**Short exercise a**
Count the lines of the records that contain the string "this", treating uppercase and lowercase as different, and give only the number.

**Extracted text**
——

Dir: Ben Stiller. US. 2016. 102mins
The stakes are higher, the action is bigger, the ambitions are grander, the jokes are appreciably less funny. Like many comedy sequels, Zoolander 2 supersizes everything in such a way that it’s that much more apparent how few of the jokes are connecting. Not without its stray hilarious moments — with a film this manic, it would be nigh on impossible for none of the bits to land — this follow-up to the 2001 original tries to anticipate its own sequel-itis by knowingly lampooning the tendency to overdo everything in a Part Two. But that gag, like so many in Zoolander 2, is only initially amusing.
Like the film as a whole, Wiig seems to be desperately trying for laughs wherever she can get them.
Opening across several territories (including the US and UK) by February 12, this Paramount release is betting that the first Zoolander (which made about $61 million worldwide) has accrued enough of a cult following to ensure better business this time around. Certainly Zoolander 2 has sufficient star power: director and co-writer Ben Stiller returns with Owen Wilson and Will Ferrell, joined this time by Penélope Cruz, Kristen Wiig and a slew of surprise cameos ranging from rock stars to fashion icons. Reviews will be mixed for this action-comedy, however, which may face competition from another action-comedy, Deadpool, unspooling during the same frame.
The film once again stars Stiller as Derek Zoolander, a hopeless idiot who also happens to be a world-class model. Well, he used to be: as Zoolander 2 begins, he’s still dumb as a post, but we learn that he’s gone into hiding after his wife’s tragic death and his son (Cyrus Arnold) being put into foster care. Derek reluctantly returns to his old life when he’s summoned to Rome to attend a gala event thrown by the new queen of fashion, Alexanya Atoz (Wiig), which means reuniting with his former adversary Hansel (Wilson), who also has left the modelling scene behind.

——

**Data to use**
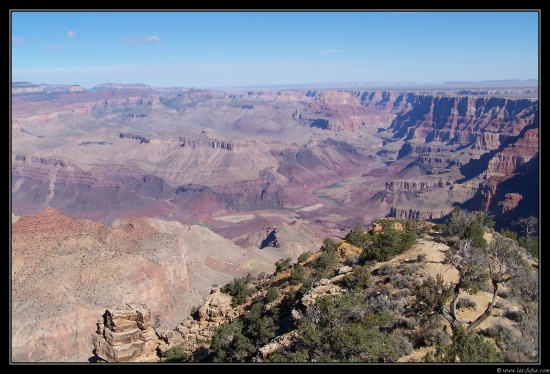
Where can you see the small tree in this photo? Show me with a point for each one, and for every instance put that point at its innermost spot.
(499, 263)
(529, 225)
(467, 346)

——

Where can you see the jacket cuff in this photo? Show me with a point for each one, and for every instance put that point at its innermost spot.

——

**Short exercise b**
Retype the Zoolander 2 review in full, word for word.

**Full output a**
2

**Full output b**
Dir: Ben Stiller. US. 2016. 102mins
The stakes are higher, the action is bigger, the ambitions are grander, the jokes are appreciably less funny. Like many comedy sequels, Zoolander 2 supersizes everything in such a way that it’s that much more apparent how few of the jokes are connecting. Not without its stray hilarious moments — with a film this manic, it would be nigh on impossible for none of the bits to land — this follow-up to the 2001 original tries to anticipate its own sequel-itis by knowingly lampooning the tendency to overdo everything in a Part Two. But that gag, like so many in Zoolander 2, is only initially amusing.
Like the film as a whole, Wiig seems to be desperately trying for laughs wherever she can get them.
Opening across several territories (including the US and UK) by February 12, this Paramount release is betting that the first Zoolander (which made about $61 million worldwide) has accrued enough of a cult following to ensure better business this time around. Certainly Zoolander 2 has sufficient star power: director and co-writer Ben Stiller returns with Owen Wilson and Will Ferrell, joined this time by Penélope Cruz, Kristen Wiig and a slew of surprise cameos ranging from rock stars to fashion icons. Reviews will be mixed for this action-comedy, however, which may face competition from another action-comedy, Deadpool, unspooling during the same frame.
The film once again stars Stiller as Derek Zoolander, a hopeless idiot who also happens to be a world-class model. Well, he used to be: as Zoolander 2 begins, he’s still dumb as a post, but we learn that he’s gone into hiding after his wife’s tragic death and his son (Cyrus Arnold) being put into foster care. Derek reluctantly returns to his old life when he’s summoned to Rome to attend a gala event thrown by the new queen of fashion, Alexanya Atoz (Wiig), which means reuniting with his former adversary Hansel (Wilson), who also has left the modelling scene behind.